== ENTRIES SHOWN ==

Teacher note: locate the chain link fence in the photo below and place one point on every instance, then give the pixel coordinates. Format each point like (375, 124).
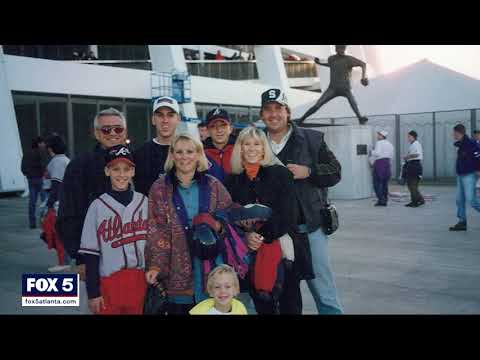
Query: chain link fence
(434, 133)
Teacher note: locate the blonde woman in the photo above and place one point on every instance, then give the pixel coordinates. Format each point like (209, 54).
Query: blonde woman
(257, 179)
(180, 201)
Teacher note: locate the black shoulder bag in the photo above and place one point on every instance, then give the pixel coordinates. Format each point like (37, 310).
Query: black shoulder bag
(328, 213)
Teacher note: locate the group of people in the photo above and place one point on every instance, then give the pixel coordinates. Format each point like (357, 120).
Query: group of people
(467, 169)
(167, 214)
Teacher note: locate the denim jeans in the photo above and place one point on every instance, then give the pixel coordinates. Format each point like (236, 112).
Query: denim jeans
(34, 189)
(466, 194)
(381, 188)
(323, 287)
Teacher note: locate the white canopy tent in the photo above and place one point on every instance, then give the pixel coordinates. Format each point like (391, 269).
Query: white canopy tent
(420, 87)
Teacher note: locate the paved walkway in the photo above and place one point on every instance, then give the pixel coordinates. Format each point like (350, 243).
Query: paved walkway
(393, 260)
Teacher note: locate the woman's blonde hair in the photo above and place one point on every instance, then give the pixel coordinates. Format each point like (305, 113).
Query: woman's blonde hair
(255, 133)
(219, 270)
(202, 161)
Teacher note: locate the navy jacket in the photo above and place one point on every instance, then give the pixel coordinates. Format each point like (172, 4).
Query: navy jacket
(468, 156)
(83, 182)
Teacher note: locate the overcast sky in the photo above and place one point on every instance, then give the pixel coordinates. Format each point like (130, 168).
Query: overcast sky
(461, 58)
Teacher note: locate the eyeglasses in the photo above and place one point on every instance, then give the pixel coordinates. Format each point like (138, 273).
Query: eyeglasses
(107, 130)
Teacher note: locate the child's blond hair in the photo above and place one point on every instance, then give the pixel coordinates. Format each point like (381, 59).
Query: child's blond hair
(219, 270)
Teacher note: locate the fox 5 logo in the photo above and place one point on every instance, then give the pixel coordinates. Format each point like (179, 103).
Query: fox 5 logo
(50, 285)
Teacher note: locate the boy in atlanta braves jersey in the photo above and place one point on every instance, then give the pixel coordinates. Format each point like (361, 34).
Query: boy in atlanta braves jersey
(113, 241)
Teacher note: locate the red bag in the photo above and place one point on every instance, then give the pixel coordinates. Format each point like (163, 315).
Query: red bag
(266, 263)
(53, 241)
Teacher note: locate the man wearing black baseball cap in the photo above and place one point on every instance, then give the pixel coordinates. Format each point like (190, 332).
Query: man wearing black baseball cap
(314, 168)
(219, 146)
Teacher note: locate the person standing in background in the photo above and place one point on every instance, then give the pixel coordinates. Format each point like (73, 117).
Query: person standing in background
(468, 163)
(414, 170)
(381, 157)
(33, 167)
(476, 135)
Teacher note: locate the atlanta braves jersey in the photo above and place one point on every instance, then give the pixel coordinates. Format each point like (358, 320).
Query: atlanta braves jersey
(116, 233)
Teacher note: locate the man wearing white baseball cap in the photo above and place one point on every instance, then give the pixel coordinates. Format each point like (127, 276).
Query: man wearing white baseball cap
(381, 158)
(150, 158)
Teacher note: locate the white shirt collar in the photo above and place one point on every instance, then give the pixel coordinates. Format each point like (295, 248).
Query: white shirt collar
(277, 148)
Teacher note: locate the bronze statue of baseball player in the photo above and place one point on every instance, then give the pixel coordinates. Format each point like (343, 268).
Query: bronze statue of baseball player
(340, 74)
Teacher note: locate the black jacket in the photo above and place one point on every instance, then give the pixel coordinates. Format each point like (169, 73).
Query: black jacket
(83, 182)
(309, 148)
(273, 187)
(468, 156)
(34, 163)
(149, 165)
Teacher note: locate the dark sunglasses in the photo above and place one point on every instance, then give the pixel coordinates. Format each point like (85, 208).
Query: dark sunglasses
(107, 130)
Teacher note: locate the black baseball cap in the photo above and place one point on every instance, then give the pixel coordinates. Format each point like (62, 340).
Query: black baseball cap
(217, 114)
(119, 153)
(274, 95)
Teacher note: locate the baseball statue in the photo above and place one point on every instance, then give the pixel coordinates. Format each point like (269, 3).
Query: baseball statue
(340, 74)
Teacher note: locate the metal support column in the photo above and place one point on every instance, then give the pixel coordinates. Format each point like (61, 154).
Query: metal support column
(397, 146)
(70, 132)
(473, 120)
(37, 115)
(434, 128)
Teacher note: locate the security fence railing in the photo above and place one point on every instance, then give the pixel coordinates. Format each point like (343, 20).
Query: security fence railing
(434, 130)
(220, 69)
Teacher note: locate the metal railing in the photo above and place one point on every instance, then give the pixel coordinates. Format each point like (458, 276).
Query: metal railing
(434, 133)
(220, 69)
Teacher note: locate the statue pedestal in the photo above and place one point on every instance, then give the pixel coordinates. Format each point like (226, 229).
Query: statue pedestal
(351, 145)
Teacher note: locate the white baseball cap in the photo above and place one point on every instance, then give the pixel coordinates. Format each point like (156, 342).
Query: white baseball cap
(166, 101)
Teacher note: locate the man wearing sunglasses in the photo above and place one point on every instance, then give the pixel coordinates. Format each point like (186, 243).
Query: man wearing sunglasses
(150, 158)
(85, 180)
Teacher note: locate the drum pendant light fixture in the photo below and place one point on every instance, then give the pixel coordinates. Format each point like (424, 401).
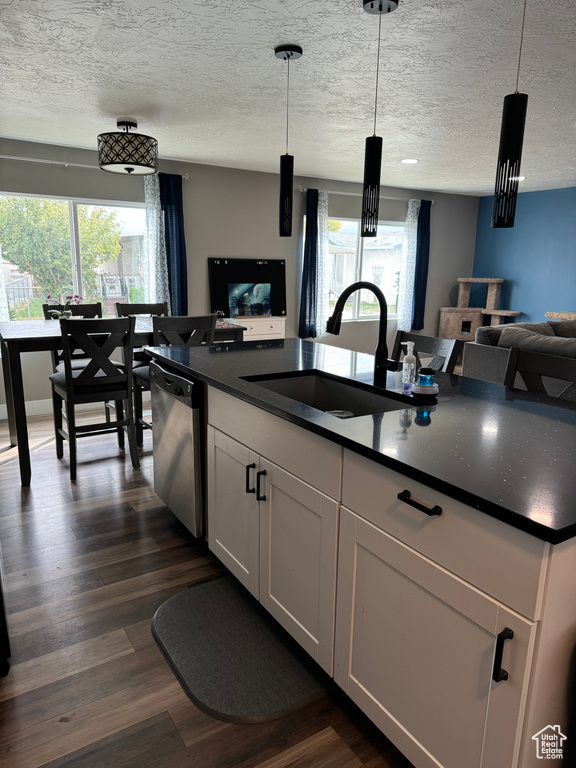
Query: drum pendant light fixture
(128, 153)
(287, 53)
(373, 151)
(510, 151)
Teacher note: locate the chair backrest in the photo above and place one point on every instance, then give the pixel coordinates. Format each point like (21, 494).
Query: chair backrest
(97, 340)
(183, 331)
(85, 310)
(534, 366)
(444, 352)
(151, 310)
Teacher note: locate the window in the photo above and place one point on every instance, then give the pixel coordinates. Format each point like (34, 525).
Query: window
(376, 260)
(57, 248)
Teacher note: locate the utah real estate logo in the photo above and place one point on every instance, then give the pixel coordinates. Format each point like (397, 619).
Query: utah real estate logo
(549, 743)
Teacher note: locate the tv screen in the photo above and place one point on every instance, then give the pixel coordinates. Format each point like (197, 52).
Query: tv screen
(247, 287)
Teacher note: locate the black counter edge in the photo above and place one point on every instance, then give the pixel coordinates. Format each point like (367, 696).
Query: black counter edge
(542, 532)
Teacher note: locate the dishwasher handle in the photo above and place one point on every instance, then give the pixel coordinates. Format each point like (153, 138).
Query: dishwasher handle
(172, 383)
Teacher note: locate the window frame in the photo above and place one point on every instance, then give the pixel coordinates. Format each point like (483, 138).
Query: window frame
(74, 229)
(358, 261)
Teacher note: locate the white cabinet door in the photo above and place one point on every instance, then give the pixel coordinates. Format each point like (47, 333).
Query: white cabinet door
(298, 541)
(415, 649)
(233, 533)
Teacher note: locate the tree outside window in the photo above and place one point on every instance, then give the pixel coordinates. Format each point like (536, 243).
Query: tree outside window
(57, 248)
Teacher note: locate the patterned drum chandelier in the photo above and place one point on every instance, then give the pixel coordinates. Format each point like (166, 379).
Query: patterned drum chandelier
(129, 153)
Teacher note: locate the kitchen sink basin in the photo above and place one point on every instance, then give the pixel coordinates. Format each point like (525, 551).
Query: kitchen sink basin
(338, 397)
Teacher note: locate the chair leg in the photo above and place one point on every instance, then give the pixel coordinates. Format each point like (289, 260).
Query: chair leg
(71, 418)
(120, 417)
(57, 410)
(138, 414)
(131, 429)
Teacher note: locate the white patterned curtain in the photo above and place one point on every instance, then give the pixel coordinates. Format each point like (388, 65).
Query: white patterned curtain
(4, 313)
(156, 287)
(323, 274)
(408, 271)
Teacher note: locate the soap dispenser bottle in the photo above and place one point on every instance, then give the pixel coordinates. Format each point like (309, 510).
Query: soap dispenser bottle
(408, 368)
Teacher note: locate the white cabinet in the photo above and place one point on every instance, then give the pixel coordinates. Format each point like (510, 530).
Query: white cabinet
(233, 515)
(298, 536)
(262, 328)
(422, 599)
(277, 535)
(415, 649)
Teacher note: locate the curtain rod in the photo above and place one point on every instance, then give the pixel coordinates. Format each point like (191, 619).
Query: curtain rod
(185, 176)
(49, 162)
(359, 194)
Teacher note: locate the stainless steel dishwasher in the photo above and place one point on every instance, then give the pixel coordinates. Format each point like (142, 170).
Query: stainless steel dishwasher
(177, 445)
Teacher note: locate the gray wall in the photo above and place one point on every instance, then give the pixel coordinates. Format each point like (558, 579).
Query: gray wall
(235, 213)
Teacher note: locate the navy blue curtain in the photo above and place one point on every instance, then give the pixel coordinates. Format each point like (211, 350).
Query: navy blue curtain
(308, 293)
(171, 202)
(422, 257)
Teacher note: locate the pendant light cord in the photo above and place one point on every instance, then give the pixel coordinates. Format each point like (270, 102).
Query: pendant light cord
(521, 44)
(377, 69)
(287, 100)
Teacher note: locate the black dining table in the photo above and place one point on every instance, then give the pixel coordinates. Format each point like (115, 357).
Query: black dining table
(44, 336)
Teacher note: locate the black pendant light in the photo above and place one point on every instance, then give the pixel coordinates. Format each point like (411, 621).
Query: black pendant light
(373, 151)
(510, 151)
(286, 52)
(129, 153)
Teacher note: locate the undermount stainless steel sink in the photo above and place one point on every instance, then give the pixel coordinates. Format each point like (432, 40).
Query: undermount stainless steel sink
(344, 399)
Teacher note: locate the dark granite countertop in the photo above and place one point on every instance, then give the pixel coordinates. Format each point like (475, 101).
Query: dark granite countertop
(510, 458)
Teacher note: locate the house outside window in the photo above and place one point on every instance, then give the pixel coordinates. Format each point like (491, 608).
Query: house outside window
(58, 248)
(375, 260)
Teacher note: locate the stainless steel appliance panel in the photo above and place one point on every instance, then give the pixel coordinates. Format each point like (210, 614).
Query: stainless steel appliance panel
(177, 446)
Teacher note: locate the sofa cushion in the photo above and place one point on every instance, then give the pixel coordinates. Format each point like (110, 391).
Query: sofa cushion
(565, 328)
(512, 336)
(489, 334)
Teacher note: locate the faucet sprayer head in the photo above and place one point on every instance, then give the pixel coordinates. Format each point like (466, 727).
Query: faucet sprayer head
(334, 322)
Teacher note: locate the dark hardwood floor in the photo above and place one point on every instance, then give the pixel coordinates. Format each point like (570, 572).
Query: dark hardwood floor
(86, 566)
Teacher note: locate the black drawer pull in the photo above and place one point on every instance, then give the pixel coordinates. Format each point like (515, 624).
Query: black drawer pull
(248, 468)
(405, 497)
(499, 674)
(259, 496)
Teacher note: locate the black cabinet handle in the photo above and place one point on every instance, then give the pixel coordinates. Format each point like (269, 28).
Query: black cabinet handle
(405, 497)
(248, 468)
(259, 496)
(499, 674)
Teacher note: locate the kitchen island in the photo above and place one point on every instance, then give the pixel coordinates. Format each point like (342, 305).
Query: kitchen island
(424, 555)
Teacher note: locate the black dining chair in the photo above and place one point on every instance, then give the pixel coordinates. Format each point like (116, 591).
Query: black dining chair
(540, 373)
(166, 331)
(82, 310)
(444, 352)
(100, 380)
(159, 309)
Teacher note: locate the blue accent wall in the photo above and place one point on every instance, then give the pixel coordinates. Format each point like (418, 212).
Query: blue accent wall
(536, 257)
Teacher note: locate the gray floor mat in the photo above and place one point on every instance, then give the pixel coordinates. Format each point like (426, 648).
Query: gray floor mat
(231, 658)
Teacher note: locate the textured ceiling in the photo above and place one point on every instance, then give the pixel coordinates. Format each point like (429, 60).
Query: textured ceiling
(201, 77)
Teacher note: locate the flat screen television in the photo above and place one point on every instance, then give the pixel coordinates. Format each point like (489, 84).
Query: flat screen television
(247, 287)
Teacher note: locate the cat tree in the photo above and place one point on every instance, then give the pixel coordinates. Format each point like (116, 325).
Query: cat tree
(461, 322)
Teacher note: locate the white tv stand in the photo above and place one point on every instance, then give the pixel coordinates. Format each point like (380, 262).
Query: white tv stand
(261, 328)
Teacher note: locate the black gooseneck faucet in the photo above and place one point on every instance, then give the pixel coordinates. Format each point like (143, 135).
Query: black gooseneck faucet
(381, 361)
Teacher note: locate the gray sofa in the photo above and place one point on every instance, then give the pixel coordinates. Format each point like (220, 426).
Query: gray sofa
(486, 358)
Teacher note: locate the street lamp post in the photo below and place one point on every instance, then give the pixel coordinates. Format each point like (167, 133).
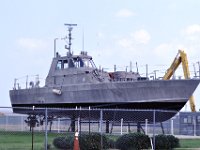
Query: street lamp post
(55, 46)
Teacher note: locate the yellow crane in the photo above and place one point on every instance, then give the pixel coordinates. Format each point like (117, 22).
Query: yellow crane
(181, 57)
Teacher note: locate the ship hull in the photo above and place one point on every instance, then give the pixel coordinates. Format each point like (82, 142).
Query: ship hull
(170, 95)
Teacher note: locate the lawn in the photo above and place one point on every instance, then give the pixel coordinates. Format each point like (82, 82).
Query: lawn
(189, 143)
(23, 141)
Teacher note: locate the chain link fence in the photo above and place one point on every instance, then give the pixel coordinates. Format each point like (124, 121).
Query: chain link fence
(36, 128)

===

* **SET EXERCISE**: Exactly as written, set down the lines from the line holding "Teacher note: locate the street" to the last line of the data, both ends included, pictures excluded.

* **EXERCISE OUTPUT**:
Teacher note: locate the street lamp post in the photo below and place one point on every instance, then give the pixel coordinates. Format each point like (167, 133).
Query: street lamp post
(55, 46)
Teacher note: locate the yellow crane in the photo above and place one point on every instance, then give the pixel coordinates. Format each point like (117, 22).
Query: yellow crane
(181, 57)
Teacher note: locate the ship hull in the photo above and place one point on every instance, then give the pixel coordinates. Format each point like (82, 142).
Query: ship hull
(170, 95)
Teacher note: locate the lawn in the photo above and place one point on every instance, then give the pixel coordinates. Format each point like (82, 82).
Query: lawn
(189, 143)
(23, 141)
Teacher note: locate the chain link fence in the photo above and place one point on every instance, then give the pixel coordinates. Format each point like (124, 121).
Query: chain link fence
(36, 128)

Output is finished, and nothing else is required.